_Work to be completed_
Reproduce the following lines exactly as they appear.

_Records supplied_
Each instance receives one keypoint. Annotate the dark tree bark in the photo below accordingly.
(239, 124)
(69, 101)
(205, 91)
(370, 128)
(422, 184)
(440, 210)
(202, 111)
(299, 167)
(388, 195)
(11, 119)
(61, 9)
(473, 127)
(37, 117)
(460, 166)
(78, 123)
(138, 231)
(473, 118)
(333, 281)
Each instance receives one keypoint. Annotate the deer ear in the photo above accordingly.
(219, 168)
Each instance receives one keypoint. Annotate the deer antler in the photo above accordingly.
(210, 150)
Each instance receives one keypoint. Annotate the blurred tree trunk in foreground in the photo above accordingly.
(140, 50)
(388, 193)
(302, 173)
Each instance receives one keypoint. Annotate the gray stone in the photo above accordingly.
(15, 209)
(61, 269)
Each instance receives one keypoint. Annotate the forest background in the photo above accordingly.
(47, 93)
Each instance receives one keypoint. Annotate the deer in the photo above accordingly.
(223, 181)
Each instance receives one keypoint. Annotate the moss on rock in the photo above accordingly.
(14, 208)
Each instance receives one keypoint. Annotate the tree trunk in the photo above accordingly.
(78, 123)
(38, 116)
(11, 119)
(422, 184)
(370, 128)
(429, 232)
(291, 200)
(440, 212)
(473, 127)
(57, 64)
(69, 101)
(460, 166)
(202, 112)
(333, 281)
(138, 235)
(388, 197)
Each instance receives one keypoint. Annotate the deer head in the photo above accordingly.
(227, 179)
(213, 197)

_Answer to this task_
Each instance receives one keypoint. Annotate the dark tree bark in the photo below accordingly.
(239, 124)
(69, 101)
(205, 91)
(370, 128)
(422, 184)
(440, 210)
(202, 111)
(299, 167)
(388, 195)
(11, 119)
(61, 9)
(473, 127)
(37, 117)
(460, 166)
(78, 123)
(138, 231)
(473, 118)
(333, 281)
Each instance receives one keypoint. Annotate the deer ear in the photo above accordingly.
(219, 168)
Each instance receives one keypoint. Annotate the deer antler in the photo above accordingly.
(210, 150)
Each instance receives one keypoint. Annotate the blurred tree trunk in foreground in the photo above accordingly.
(140, 50)
(388, 193)
(302, 173)
Each instance receives one keypoint. Annotate the gray stone in the photo above accordingly.
(15, 209)
(61, 269)
Each instance receives one keypoint. Annotate the forest background in the photo above accordingly.
(47, 93)
Each instance receives one keypoint. Annotate the deer in the photo above accordingly.
(223, 181)
Each instance receives one keypoint. Annotate the moss on rock in the photo above accordingly.
(14, 208)
Each instance receives one keypoint. Annotate the tree trunk in the photo above accordingly.
(78, 123)
(38, 116)
(11, 119)
(422, 184)
(370, 128)
(429, 232)
(291, 200)
(440, 212)
(473, 127)
(57, 64)
(69, 101)
(460, 166)
(202, 112)
(333, 281)
(138, 235)
(388, 197)
Each instance receives one keypoint. Annotate the deer head in the photo above accordingly.
(227, 179)
(213, 197)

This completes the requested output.